§ **CONSIGNES**
a) D'après le texte sur le coaching et la spiritualité, quel est le tarif moyen d'une séance de coaching ?
b) Prolongez le texte sur le coaching et la spiritualité à partir de sa dernière phrase.

Loué soit mon coach !
Le boom du coaching gagne du terrain des grandes religions…Sans prosélytisme, des cadres reconvertis tentent de concilier monde du travail et spiritualité. Le Christ entraîneur de dirigeants et de cadres d’entreprises ?
« Quand j’ai entendu que l’on assimilait Jésus à un coach en entreprise, j’avoue avoir d’abord été choqué. Puis j’ai découvert que les paroles du Christ pouvaient m’aider à réfléchir que mon avenir professionnel. » Au détour de la quarantaine, Roger souhaitait faire le point. Ce conseiller en marketing en avait « assez de zapper d’une entreprise à l’autre » pour éviter de s’ennuyer. Il décide alors de faire appel à Coaching éthique. Sophie Soria, 45 ans, a fondé cette agence spécialisée dans l’accompagnement des cadres. Ce nouveau métier, inconnu du grand public, il y a encore cinq ans, vise à soutenir des personnes à un tournant de leur carrière. Ce service demeure largement financé par les entreprises pour des cadres de haut niveau, mais de plus en plus de particuliers y ont recours à titre personnel, malgré des séances à 150 € l’heure en moyenne. La profession est en pleine expansion : quelques trois mille coaches ont déjà déposé leur plaque. Ni thérapeutes ni conseillers du prince, ces entraîneurs d’un nouveau genre affirment pouvoir aider leur client à prendre conscience de leurs ressources en vue d’un changement précis. Ils proposent en général un parcours de cinq à dix séances, étalées sur quelques mois, avec des grilles pour mieux se connaître, des échanges et des mises en situation.

§ **ENTRÉES EXTRAITES**

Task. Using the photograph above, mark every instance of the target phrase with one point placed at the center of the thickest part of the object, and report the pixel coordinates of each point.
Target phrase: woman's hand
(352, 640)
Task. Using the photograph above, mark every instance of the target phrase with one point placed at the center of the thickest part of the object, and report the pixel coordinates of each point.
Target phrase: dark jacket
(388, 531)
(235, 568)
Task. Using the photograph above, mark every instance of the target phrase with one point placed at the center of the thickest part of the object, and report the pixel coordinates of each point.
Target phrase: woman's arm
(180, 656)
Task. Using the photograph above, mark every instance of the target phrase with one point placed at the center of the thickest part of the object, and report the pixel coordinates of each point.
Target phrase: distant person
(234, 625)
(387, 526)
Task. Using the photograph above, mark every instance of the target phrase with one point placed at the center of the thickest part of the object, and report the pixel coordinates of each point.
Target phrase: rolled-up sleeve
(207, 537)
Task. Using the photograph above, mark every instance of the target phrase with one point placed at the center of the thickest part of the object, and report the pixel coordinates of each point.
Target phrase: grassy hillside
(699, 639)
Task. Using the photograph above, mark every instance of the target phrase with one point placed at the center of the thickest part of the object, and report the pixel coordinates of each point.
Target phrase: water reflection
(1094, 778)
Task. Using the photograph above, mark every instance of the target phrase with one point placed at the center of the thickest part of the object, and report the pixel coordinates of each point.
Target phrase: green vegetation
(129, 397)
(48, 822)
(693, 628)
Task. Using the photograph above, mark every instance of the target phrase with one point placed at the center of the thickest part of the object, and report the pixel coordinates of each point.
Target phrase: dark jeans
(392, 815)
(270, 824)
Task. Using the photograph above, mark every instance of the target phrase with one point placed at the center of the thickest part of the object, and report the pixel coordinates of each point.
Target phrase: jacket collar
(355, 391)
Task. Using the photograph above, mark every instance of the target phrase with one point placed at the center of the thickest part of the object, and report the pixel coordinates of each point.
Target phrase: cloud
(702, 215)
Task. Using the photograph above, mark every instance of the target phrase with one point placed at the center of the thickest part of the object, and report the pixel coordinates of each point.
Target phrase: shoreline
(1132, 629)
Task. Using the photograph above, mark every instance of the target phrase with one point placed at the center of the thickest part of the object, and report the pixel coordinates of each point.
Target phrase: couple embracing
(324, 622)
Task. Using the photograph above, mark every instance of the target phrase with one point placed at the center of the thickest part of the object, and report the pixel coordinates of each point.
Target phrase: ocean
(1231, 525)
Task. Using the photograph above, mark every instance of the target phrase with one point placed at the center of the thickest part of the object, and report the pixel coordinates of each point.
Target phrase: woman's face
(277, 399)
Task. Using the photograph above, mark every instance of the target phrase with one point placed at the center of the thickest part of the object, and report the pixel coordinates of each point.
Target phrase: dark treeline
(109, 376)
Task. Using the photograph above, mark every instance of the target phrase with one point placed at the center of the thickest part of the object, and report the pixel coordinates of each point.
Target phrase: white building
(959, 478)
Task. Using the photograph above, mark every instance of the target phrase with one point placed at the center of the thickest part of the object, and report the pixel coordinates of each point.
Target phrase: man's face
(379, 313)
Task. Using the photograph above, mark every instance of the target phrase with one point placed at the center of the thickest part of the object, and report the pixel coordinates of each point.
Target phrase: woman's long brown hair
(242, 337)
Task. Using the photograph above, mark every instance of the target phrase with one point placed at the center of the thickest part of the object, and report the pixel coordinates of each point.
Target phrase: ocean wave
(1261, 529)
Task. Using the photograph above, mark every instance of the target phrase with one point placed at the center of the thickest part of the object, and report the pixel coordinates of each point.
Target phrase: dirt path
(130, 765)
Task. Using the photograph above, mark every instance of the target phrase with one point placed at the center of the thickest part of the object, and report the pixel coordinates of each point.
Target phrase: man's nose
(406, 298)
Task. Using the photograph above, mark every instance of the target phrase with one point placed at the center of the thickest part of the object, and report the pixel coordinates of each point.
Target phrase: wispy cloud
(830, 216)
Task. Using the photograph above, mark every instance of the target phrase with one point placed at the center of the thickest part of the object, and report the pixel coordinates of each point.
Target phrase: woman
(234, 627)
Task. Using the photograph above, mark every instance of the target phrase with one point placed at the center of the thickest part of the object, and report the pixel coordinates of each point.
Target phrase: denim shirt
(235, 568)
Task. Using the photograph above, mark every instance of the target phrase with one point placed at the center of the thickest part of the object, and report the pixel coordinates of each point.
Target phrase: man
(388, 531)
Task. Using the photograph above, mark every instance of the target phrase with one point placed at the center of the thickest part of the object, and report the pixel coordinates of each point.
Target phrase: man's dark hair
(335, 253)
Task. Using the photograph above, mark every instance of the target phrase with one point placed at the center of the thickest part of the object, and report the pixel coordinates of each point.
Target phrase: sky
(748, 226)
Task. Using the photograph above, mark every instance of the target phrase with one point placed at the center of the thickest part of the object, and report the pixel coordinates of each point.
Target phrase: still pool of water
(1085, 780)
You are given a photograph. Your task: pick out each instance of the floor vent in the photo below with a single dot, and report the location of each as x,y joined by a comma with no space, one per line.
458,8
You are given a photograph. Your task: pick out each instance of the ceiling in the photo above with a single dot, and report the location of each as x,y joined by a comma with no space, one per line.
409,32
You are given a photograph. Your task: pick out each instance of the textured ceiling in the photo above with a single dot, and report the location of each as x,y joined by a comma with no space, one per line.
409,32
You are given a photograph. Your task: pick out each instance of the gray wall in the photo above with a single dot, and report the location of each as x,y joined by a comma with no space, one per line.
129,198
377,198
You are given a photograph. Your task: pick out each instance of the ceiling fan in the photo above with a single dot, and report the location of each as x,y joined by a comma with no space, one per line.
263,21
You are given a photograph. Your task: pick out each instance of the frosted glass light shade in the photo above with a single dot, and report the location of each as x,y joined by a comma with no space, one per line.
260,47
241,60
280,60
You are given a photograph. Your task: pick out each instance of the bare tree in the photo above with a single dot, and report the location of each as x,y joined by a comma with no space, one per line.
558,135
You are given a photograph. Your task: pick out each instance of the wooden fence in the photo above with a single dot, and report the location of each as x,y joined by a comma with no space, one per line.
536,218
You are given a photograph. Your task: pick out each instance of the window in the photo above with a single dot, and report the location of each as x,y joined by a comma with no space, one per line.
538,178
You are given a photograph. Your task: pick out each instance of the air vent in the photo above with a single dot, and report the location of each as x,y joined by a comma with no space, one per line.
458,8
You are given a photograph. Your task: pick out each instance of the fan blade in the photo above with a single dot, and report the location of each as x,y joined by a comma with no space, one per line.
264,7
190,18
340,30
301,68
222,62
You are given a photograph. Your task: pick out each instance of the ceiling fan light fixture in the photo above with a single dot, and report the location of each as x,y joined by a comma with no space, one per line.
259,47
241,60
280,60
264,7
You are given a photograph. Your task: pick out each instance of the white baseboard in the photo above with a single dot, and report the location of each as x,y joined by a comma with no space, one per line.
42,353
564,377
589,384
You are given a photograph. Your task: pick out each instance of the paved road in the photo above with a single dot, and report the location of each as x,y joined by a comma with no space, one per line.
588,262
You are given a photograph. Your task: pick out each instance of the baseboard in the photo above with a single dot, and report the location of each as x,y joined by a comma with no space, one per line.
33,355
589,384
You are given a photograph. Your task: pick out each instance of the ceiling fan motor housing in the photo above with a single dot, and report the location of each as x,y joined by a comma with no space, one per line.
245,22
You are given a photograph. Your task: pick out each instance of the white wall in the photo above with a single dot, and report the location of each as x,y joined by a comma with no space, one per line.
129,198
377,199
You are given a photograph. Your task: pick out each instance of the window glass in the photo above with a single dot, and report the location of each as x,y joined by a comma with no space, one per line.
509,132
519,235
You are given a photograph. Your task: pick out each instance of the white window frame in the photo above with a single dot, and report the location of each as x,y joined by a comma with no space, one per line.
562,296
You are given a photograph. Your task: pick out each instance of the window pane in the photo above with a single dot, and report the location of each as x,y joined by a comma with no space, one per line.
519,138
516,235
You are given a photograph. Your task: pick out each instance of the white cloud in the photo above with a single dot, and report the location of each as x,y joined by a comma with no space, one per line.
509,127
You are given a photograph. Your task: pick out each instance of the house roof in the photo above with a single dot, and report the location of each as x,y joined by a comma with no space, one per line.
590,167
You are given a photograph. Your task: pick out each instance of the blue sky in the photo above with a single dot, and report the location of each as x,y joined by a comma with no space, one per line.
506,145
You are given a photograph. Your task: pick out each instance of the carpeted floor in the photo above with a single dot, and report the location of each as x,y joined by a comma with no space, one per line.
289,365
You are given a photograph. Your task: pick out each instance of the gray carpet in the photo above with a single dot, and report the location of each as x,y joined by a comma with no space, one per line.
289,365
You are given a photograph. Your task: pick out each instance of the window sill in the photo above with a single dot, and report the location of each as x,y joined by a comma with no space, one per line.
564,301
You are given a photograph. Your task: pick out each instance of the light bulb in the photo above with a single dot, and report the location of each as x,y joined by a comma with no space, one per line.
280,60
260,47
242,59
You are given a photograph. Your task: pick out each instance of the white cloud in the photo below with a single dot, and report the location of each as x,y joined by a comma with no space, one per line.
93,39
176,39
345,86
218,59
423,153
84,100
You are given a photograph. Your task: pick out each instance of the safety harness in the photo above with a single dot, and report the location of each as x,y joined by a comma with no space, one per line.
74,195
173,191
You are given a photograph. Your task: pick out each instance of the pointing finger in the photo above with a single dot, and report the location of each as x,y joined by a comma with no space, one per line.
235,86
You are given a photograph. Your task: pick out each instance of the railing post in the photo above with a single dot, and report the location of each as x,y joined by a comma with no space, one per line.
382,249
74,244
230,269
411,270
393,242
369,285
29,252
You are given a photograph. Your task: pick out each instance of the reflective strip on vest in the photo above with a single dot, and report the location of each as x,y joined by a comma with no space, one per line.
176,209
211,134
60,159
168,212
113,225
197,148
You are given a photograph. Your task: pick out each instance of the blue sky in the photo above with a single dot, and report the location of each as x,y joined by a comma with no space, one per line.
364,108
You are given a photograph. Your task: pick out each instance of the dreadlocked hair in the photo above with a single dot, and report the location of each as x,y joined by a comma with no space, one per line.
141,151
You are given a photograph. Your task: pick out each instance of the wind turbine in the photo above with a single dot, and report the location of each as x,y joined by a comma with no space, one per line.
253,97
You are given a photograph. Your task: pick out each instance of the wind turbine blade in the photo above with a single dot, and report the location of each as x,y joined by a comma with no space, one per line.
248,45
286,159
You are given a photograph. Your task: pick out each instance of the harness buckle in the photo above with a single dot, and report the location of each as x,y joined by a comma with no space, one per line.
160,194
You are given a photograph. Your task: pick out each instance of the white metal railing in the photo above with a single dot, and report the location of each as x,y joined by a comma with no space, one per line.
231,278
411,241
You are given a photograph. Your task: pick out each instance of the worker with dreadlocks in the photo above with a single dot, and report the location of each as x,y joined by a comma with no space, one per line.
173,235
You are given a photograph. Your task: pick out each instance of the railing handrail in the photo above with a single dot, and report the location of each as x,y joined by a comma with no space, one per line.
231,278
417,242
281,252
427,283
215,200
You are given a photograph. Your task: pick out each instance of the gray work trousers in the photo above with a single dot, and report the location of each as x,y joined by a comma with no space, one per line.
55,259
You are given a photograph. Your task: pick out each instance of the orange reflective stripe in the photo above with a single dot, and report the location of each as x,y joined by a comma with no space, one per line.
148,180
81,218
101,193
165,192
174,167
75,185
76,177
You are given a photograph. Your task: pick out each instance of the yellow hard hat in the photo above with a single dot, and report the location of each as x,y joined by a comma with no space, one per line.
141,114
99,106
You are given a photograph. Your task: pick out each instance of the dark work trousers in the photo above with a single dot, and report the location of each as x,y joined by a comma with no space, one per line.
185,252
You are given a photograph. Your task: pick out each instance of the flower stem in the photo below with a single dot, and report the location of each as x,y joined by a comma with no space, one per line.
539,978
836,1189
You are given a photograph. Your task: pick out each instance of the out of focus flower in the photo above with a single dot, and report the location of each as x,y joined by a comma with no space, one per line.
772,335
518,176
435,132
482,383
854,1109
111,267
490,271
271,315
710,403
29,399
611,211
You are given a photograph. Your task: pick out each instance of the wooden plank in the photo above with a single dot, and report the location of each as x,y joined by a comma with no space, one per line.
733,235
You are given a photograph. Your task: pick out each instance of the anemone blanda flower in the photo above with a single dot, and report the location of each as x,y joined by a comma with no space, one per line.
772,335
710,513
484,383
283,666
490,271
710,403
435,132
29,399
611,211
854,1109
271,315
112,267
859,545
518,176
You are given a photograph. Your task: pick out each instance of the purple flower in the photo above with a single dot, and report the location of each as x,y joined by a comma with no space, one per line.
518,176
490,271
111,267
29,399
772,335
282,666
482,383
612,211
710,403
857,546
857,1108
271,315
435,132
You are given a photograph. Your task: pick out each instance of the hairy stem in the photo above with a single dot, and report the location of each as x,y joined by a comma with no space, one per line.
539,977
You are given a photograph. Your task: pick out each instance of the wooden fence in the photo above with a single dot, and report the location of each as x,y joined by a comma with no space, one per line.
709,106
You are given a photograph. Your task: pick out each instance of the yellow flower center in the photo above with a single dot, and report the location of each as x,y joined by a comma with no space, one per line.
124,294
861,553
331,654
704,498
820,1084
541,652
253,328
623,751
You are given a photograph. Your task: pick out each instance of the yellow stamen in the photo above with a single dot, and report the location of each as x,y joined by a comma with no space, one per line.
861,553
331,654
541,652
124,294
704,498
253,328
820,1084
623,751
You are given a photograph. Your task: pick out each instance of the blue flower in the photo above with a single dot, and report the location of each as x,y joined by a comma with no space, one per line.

§ **RÉPONSES RÉDIGÉES**
a) 150 € l'heure en moyenne.

b)
Lorsque Sophie Soria découvre que Roger est chrétien, elle ose faire référence à des enseignements du Christ. « Si le grain ne meurt, il ne peut porter des fruits », lui fait-elle ainsi remarquer. Les coaches adorent livrer des maximes sur lesquelles les clients peuvent s’appuyer. « Cette phrase m’a beaucoup aidé, confie Roger. J’avais besoin de faire le deuil d’un patron idéal que je cherchais en vain afin de me décider à me mettre à mon compte. »
Forte de cette expérience et de quelques autres, Sophie Soria publie aujourd’hui Un Coach nommé Jésus. (interéditions) « Dans l’accompagnement en entreprise, les citations du dalaï-lama ou d’auteurs appréciés des milieux New Age reviennent souvent », note-t-elle. Pourquoi ne pas s’inspirer plutôt du Christ ? » D’origine juive, notre coach s’est convertie au catholicisme il y a dix ans. Ancienne journaliste au mensuel Rebondir, spécialisée dans la reconversion professionnelle, elle a, elle-même, mené de front son initiation chrétienne et sa formation à ce nouveau métier, appris auprès de l’un des centres en pointe, le Dojo. « Les paroles de sagesse de Jésus constituent un programme de coaching à part entière, pour vivre en plénitude la vie surabondante, explique-t-elle. Il pratique la bienveillance, le non-jugement et l’affirmation de soi. Son questionnement sur le sens de la vie se traduit par des conseils utiles. » Bien entendu, Sophie Soria s’interdit toutes références explicites lorsqu’elle intervient en entreprise. Elle n’a expérimenté cette nouvelle méthode qu’avec des volontaires. « Je ne souhaite faire ni prosélytisme en douce, ni un accompagnement spirituel classique. Je préfère d’ailleurs parler de coaching lié à l’Evangile, valable pour un public croyant ou non », précise-t-elle.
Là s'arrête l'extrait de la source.